→ **Your task**
For each statement below, say whether the text on granting ownership agrees with it, answering yes or no and quoting the words of the text that decide it.
1. Under Section 102(c), gifts from an employer to an employee are taxable to the employee as ordinary income.
2. The text recommends granting stock first and selling it only to augment the grant.
3. When stock is given as a benefit of employment, the employer no longer has to pay payroll taxes on the value transferred.

→ **Quoted text**
((
Granting of Ownership

It bears repeating: Don’t give away your business. This isn’t just a philosophical issue; the IRS is waiting in the wings for its fair share of every stock grant you choose to issue. Equity compensation is a powerful growth strategy, but it often has debilitating tax consequences. Let’s dive into the mechanics of this process, sort it out, and figure out how to make this strategy work for you if grants are your preference.

Granting of stock or ownership creates obligations and tax issues. Obligations first: If the recipient of the grant doesn’t stay and work for you forever, you’re going to have to buy that stock back (be very careful if you’re an S corporation, as treating the granted stock differently or placing a separate or nominal value on it for buy-back purposes can violate the “one class of stock” rule and cause you to revert to C corporation status). The best way to control this issue is with a shareholders’ agreement or other form of buy-sell agreement. The flip side of this is that if something happens to you as the founder and, for example, the 98 percent owner of the business, the 2 percent owner by way of a grant is now the surviving shareholder. Is this shareholder ready for what comes next? That’s why granting stock has to be part of a comprehensive plan and why we recommend selling stock first, granting it only to augment the purchase.

Section 102(a) of the Internal Revenue Code provides the rule that gifts are not subject to federal income tax. However, Section 102(c) provides that gifts from an employer to an employee are fully taxable to the employee as ordinary income. Not only are such gifts, which certainly include stock, subject to state and federal income tax, but they are treated as employee compensation to be reported on Form W-2—meaning that the employer must pay and withhold employment taxes on the value of the ownership interest gifted to the employee. For this reason, stock or ownership grants are often referred to as “equity compensation.”

This result is due in part to a U.S. Supreme Court case, Commissioner v. Duberstein. In that case, the Court defined a gift, for federal tax purposes, as a transfer of property made out of the donor’s “detached and disinterested generosity.” In most situations, the IRS finds that a gratuitous transfer of property made in the context of a business relationship is neither “detached” nor “disinterested.” On the contrary, a majority owner is often intensely involved and interested in the effect that a new owner has upon the business, especially for succession planning purposes. Such a “gift” is taxed to the recipient as ordinary income.

Taxation on the transference of shares or an ownership interest can be complicated, and the advice of a CPA or tax attorney should be sought in every instance involving the purchase, sale, or granting of stock in a business. However, the following rules can generally be applied:

  • Fair market value/basis. The taxable fair market value of shares transferred to employees (such as through equity compensation or a stock grant) is the value of the stock, less any amount paid by the employees from their own funds for the shares—and this amount becomes the recipient’s basis in the stock.
  • Company withholding/deductibility. The company can deduct the taxable value of the shares given as a benefit of employment in the year that employees claim the value of shares received as part of their income for tax purposes. While this substantially shifts the tax burden to the employee, the employer is still responsible for the payment of payroll taxes on the value transferred.
))
Excerpts from a detection dataset
((
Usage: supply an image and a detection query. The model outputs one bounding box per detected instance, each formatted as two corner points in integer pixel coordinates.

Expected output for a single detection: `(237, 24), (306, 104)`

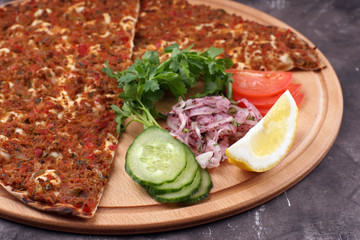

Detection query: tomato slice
(255, 92), (305, 116)
(227, 69), (292, 97)
(233, 83), (301, 108)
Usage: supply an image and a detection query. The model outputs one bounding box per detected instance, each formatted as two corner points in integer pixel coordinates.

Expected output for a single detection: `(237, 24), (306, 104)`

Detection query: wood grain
(0, 0), (343, 234)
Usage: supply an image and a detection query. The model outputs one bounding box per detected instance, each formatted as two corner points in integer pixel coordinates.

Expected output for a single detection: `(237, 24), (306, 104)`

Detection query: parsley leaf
(102, 44), (233, 132)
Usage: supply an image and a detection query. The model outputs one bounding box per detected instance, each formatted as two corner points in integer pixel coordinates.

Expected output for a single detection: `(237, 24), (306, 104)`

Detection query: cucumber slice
(145, 142), (199, 195)
(186, 168), (213, 203)
(149, 168), (202, 203)
(125, 127), (187, 186)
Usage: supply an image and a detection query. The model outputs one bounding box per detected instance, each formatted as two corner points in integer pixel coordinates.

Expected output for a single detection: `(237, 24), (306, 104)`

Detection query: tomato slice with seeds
(255, 92), (305, 116)
(233, 83), (301, 108)
(227, 69), (292, 97)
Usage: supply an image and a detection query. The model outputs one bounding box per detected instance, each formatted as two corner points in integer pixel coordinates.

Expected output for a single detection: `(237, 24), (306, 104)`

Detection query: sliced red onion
(167, 96), (262, 168)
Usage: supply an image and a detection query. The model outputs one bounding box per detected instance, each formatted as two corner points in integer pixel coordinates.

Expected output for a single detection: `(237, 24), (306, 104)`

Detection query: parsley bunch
(102, 44), (233, 132)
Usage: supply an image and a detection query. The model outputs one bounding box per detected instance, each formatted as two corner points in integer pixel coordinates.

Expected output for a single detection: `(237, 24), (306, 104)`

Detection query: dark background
(0, 0), (360, 240)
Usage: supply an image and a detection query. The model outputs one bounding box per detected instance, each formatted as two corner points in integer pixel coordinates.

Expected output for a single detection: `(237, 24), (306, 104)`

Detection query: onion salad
(167, 96), (262, 169)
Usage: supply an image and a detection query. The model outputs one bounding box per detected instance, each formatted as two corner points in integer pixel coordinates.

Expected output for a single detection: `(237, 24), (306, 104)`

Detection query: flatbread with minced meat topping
(134, 0), (324, 71)
(0, 0), (139, 218)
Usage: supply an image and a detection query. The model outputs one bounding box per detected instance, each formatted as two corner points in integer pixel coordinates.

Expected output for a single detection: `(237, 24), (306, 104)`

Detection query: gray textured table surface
(0, 0), (360, 240)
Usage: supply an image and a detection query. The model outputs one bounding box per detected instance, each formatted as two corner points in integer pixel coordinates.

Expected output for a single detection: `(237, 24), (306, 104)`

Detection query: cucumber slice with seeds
(186, 168), (212, 203)
(145, 142), (200, 195)
(149, 168), (202, 203)
(125, 127), (187, 186)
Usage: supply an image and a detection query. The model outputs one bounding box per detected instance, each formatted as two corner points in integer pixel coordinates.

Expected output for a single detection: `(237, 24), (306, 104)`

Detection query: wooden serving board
(0, 0), (343, 234)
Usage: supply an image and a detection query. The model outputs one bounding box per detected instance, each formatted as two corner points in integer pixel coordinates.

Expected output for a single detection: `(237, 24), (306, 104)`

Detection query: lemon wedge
(225, 91), (298, 172)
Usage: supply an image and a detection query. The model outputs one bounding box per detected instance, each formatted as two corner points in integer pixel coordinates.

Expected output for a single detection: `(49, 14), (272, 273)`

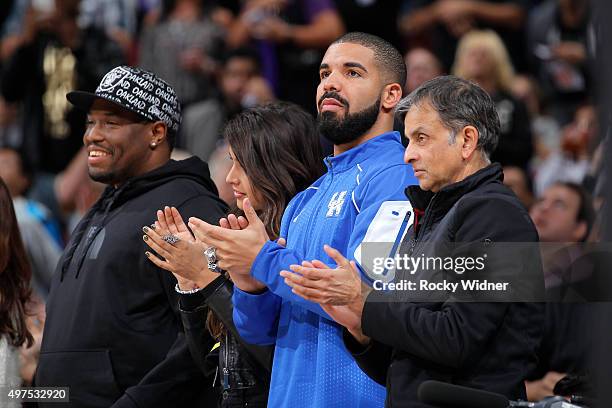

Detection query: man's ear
(457, 125), (479, 160)
(150, 122), (168, 146)
(380, 83), (402, 110)
(572, 221), (587, 242)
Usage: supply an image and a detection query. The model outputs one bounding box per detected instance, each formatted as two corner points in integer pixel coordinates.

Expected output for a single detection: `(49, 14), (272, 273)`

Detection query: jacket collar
(324, 132), (401, 173)
(406, 163), (504, 214)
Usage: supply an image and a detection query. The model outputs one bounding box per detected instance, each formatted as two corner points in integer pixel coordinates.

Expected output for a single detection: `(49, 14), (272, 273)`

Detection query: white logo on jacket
(325, 191), (346, 217)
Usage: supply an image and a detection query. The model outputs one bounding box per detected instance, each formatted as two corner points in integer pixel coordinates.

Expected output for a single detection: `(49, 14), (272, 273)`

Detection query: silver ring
(204, 247), (217, 269)
(208, 262), (222, 273)
(162, 234), (180, 245)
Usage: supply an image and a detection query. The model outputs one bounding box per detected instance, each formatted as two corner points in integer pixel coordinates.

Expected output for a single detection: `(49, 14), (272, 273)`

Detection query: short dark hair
(395, 75), (500, 159)
(332, 31), (406, 89)
(553, 181), (595, 242)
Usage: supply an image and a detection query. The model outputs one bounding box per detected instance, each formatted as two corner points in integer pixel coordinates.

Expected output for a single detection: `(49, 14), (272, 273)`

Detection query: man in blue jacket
(190, 33), (416, 408)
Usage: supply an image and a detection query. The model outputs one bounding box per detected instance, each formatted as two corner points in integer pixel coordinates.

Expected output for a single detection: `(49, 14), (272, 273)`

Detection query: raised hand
(188, 198), (269, 292)
(143, 207), (219, 290)
(280, 245), (362, 305)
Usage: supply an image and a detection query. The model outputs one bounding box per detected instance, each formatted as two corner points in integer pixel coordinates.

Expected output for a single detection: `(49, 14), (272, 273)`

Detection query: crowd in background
(0, 0), (604, 395)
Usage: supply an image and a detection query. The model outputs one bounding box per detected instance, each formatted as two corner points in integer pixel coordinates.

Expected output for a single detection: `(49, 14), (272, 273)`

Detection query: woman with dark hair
(0, 178), (34, 400)
(143, 102), (324, 407)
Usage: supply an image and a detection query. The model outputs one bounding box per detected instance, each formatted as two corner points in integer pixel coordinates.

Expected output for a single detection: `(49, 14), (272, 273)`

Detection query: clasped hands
(143, 199), (269, 292)
(143, 199), (372, 343)
(280, 245), (372, 344)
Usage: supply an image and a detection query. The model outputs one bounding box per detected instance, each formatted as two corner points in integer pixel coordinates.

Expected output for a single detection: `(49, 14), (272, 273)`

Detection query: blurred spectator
(181, 49), (274, 160)
(453, 30), (533, 169)
(0, 148), (63, 299)
(334, 0), (401, 49)
(504, 166), (533, 209)
(219, 0), (344, 113)
(399, 0), (529, 70)
(0, 95), (22, 147)
(1, 0), (123, 173)
(139, 0), (223, 107)
(525, 182), (595, 401)
(530, 182), (594, 242)
(527, 0), (591, 125)
(79, 0), (138, 59)
(512, 75), (561, 168)
(0, 0), (29, 64)
(404, 48), (444, 95)
(0, 178), (33, 402)
(534, 104), (597, 195)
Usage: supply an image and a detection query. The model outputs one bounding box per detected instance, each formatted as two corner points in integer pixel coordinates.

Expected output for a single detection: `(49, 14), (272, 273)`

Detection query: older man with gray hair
(281, 76), (543, 407)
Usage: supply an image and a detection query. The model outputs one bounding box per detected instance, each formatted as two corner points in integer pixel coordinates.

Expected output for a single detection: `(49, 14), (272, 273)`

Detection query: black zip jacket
(344, 164), (544, 408)
(180, 276), (274, 408)
(35, 158), (226, 408)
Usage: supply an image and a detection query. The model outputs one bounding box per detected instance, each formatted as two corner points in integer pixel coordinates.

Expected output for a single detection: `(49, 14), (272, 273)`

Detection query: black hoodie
(344, 164), (544, 408)
(35, 157), (231, 407)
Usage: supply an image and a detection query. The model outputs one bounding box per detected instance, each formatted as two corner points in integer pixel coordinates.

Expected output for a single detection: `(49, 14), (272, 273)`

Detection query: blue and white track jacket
(233, 132), (416, 408)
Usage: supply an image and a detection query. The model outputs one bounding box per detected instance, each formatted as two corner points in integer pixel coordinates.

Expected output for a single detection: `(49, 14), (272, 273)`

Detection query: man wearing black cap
(35, 66), (226, 407)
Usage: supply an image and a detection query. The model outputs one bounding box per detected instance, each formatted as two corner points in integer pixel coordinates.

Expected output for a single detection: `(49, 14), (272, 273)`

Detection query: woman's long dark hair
(0, 178), (34, 347)
(207, 102), (324, 338)
(224, 102), (324, 239)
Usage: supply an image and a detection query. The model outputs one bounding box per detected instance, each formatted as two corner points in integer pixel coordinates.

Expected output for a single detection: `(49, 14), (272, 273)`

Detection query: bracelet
(174, 283), (204, 295)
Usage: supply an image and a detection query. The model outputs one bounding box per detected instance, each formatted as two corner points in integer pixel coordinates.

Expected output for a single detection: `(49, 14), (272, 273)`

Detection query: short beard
(89, 172), (117, 184)
(317, 96), (381, 145)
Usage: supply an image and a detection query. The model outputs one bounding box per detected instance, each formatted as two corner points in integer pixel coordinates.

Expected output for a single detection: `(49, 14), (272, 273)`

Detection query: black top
(35, 157), (226, 407)
(345, 164), (544, 407)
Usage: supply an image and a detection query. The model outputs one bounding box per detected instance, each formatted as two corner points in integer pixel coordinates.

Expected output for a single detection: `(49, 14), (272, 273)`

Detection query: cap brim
(66, 91), (153, 120)
(66, 91), (98, 112)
))
→ **Completed exercise**
1. Yes: "Section 102(c) provides that gifts from an employer to an employee are fully taxable to the employee as ordinary income."
2. No: "we recommend selling stock first, granting it only to augment the purchase."
3. No: "the employer is still responsible for the payment of payroll taxes on the value transferred."